(Stored items)
━━━━━━
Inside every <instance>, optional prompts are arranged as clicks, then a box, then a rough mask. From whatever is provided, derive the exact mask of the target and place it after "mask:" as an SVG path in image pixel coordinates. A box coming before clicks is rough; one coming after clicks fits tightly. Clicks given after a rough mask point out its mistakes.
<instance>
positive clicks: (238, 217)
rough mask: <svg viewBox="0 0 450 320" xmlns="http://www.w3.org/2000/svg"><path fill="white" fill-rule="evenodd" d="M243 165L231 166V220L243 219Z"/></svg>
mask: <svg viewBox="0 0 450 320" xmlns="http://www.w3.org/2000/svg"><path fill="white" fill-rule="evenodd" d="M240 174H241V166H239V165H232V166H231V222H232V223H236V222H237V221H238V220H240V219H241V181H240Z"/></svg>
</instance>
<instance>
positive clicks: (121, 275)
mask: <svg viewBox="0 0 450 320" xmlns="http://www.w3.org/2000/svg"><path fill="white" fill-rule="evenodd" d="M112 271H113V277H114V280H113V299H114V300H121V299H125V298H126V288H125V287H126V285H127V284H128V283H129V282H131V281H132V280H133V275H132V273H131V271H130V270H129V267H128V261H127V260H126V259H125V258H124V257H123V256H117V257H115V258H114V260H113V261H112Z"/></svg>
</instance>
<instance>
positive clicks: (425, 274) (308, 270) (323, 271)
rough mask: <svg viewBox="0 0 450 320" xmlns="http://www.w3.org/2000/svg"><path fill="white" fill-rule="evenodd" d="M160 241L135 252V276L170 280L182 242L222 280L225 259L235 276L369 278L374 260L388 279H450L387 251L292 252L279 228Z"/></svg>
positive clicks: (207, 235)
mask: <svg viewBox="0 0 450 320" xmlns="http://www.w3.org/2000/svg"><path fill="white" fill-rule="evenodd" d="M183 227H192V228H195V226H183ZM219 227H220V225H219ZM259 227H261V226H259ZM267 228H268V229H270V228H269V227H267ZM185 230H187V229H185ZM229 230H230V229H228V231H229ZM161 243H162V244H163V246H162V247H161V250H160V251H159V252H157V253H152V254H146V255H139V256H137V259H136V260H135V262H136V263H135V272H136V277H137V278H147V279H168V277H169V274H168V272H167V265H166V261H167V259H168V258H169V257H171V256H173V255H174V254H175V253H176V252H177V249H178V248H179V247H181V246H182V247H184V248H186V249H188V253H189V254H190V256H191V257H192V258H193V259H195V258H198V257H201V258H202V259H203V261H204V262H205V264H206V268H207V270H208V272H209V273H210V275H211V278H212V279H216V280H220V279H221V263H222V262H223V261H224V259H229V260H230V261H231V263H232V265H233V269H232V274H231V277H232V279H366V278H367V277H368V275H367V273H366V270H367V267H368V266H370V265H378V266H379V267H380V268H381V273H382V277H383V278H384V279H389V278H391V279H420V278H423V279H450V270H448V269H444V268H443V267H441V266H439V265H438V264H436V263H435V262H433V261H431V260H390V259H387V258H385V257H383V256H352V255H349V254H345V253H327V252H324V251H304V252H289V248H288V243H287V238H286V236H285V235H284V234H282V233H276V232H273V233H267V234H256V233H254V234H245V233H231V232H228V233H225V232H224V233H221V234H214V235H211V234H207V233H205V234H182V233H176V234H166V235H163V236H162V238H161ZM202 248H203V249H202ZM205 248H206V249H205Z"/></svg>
━━━━━━
_WHAT IS NEEDED_:
Change every "positive clicks" in these lines to "foreground clicks", leaving everything else as it is.

_ANSWER FOR THE TASK_:
Inside every <instance>, optional prompts are arranged as clicks, then a box, then a rough mask. From whatever is provided, derive the exact mask of the target and place it after "mask:" as an SVG path in image pixel coordinates. A box coming before clicks is rough; one coming after clicks fits tightly. Clicks given after a rough mask point out its mistakes.
<instance>
foreground clicks: (238, 217)
rough mask: <svg viewBox="0 0 450 320" xmlns="http://www.w3.org/2000/svg"><path fill="white" fill-rule="evenodd" d="M243 165L231 166V220L243 219Z"/></svg>
mask: <svg viewBox="0 0 450 320" xmlns="http://www.w3.org/2000/svg"><path fill="white" fill-rule="evenodd" d="M240 174H241V166H239V165H232V166H231V222H232V223H236V222H237V221H238V220H240V219H241V181H240Z"/></svg>
</instance>
<instance>
foreground clicks: (121, 275)
mask: <svg viewBox="0 0 450 320" xmlns="http://www.w3.org/2000/svg"><path fill="white" fill-rule="evenodd" d="M112 271H113V277H114V280H113V299H114V300H121V299H125V298H126V288H125V287H126V285H127V284H128V283H129V282H131V281H132V280H133V275H132V273H131V271H130V270H129V267H128V261H127V260H126V259H125V258H124V257H123V256H117V257H115V258H114V260H113V261H112Z"/></svg>
</instance>
<instance>
foreground clicks: (425, 274) (308, 270) (323, 271)
rough mask: <svg viewBox="0 0 450 320" xmlns="http://www.w3.org/2000/svg"><path fill="white" fill-rule="evenodd" d="M160 241L135 252V276L170 280L182 242L222 280L225 259L235 276L369 278L374 260L388 279H450L387 251L292 252L279 228Z"/></svg>
foreground clicks: (207, 235)
mask: <svg viewBox="0 0 450 320" xmlns="http://www.w3.org/2000/svg"><path fill="white" fill-rule="evenodd" d="M183 227H192V228H195V226H183ZM219 227H220V225H219ZM259 227H261V226H259ZM267 228H268V229H270V228H269V227H267ZM185 230H187V229H185ZM229 230H230V229H228V231H229ZM161 243H162V244H163V246H162V247H161V250H160V251H159V252H157V253H152V254H146V255H139V256H137V259H136V260H135V262H136V263H135V272H136V277H137V278H147V279H168V277H169V274H168V272H167V265H166V261H167V259H168V258H169V257H171V256H173V255H174V254H175V253H176V252H177V249H178V248H179V247H181V246H182V247H184V248H186V249H188V253H189V254H190V256H191V257H192V258H193V259H195V258H198V257H201V258H202V259H203V261H204V262H205V264H206V268H207V270H208V272H209V273H210V275H211V278H212V279H216V280H220V279H221V263H222V262H223V261H224V259H229V260H230V261H231V263H232V265H233V269H232V274H231V277H232V279H366V278H367V277H368V275H367V273H366V270H367V267H368V266H370V265H378V266H379V267H380V268H381V273H382V277H383V278H384V279H389V278H391V279H420V278H423V279H450V270H448V269H444V268H443V267H441V266H439V265H438V264H436V263H435V262H433V261H431V260H390V259H387V258H385V257H383V256H352V255H349V254H345V253H327V252H324V251H304V252H289V248H288V243H287V238H286V236H285V235H284V234H282V233H276V232H273V233H267V234H256V233H254V234H245V233H231V232H228V233H225V232H224V233H221V234H214V235H211V234H207V233H205V234H182V233H176V234H166V235H163V236H162V238H161ZM202 248H203V249H202ZM205 248H206V249H205Z"/></svg>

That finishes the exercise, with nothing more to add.